PASSAGE PROVIDED
>> begin
The end of Windows as we knew it

Microsoft is not dead and, indeed, is looking forward with a cloud-plus-desktop strategy that may help it to compete in the race to lock in as many users as the cloud can.

Glyn Moody has written a beautiful eulogy for the Windows desktop of yore, one that I heartily encourage you to read.

For many years, people in the free software world have dreamed of a day when GNU/Linux would replace Windows on the desktop....[I]t seems unlikely that GNU/Linux will ever take over the desktop from Windows. But that does not mean that Windows will maintain its dominance there, simply that the future is more complex than the monoculture we have seen and suffered for nearly two decades.

Moody touches on a range of threats to Microsoft's desktop dominance, and in the process uncovers a rising threat to both Microsoft's desktop dominance and user freedom. The culprit? The cloud.
>> end
TASKS AND EXERCISES
1. Condense the paragraph of the piece on the end of Windows that begins "For many years, people in the free software world" into two shorter sentences that keep its main points.
2. Proceed with the piece on the end of Windows, writing on from its final sentence.
Nothing in the listing is required to complete the tasks.

[Dataset entries]
>> begin
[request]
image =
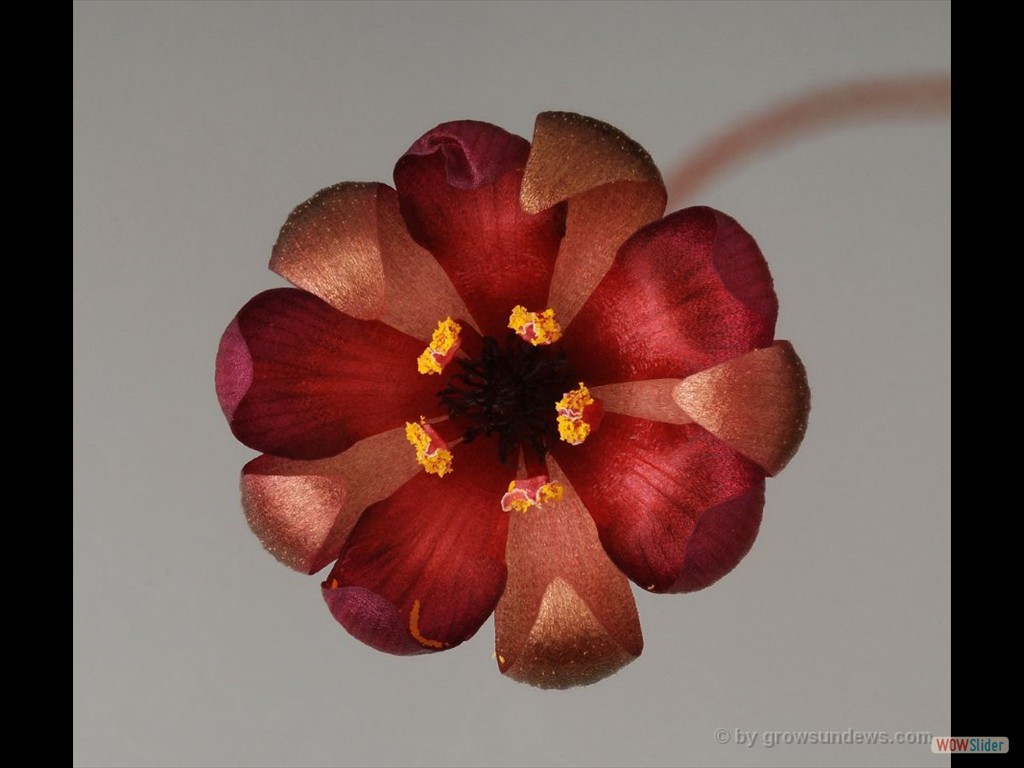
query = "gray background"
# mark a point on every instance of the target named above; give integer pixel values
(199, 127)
>> end
>> begin
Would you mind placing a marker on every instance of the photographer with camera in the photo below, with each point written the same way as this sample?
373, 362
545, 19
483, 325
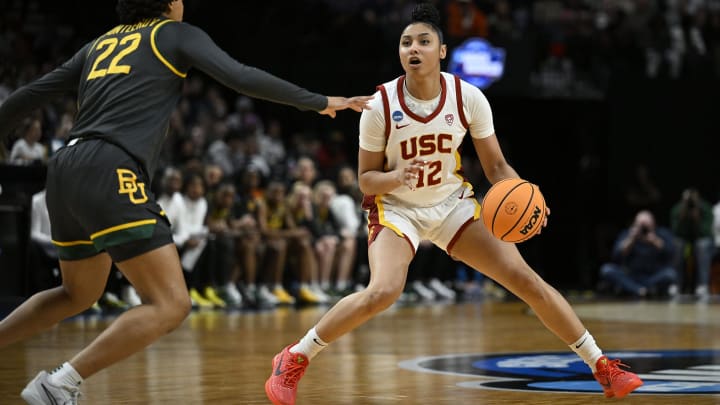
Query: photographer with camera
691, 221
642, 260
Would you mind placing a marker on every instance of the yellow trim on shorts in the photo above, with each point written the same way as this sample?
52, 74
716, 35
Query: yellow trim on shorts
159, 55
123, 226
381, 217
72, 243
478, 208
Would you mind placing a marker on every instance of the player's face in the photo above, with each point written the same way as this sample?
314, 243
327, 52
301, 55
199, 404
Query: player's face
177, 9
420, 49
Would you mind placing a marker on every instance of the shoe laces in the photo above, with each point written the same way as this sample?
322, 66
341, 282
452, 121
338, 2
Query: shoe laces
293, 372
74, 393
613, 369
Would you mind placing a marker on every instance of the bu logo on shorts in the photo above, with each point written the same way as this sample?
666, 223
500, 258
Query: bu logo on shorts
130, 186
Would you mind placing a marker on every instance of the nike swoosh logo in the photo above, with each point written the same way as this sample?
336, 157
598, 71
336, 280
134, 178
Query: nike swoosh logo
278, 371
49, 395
>> end
ANSWERS IN ORDER
1. Free software advocates long hoped GNU/Linux would replace Windows on the desktop, but that now seems unlikely. Windows may still lose its dominance, since the future looks more complex than the monoculture of nearly two decades.

2.
As ReadWriteWeb suggests,

On the surface, today's web seems to be a developer's dream - there are more platforms than ever and everything has an API. Yet the darker side to this shift leaves developers with less control over the apps they build. Instead, they're at the whims of those that run the gated communities and closed platforms of today's web. Are we abandoning openness for the sake of security? And is that a trade-off we want to make?

On one hand, applications like Facebook have been opening up, but the underlying code is still Facebook, and Facebook determines which applications can run on its platform, just as Apple does with the iPhone. The cloud is controlled in a way that Microsoft never dreamed of doing.

Which may be why Microsoft is trying to figure out ways to extend its desktop dominance to the cloud, using the desktop as a receiver and transmitter of data from and to the cloud. Windows 7 is likely to take us a ways toward that vision, but Midori is its realization. This is why I view efforts like Canonical's to open up the cloud by opening up the desktop so important.

Windows may be "dead" in the sense of an island of productivity. But Microsoft is definitely not dead, and may help to further the crowded rush to close off the cloud. It's a bit bleak that we've yet to even truly begin and we're already dealing with a heavily locked-up computing platform.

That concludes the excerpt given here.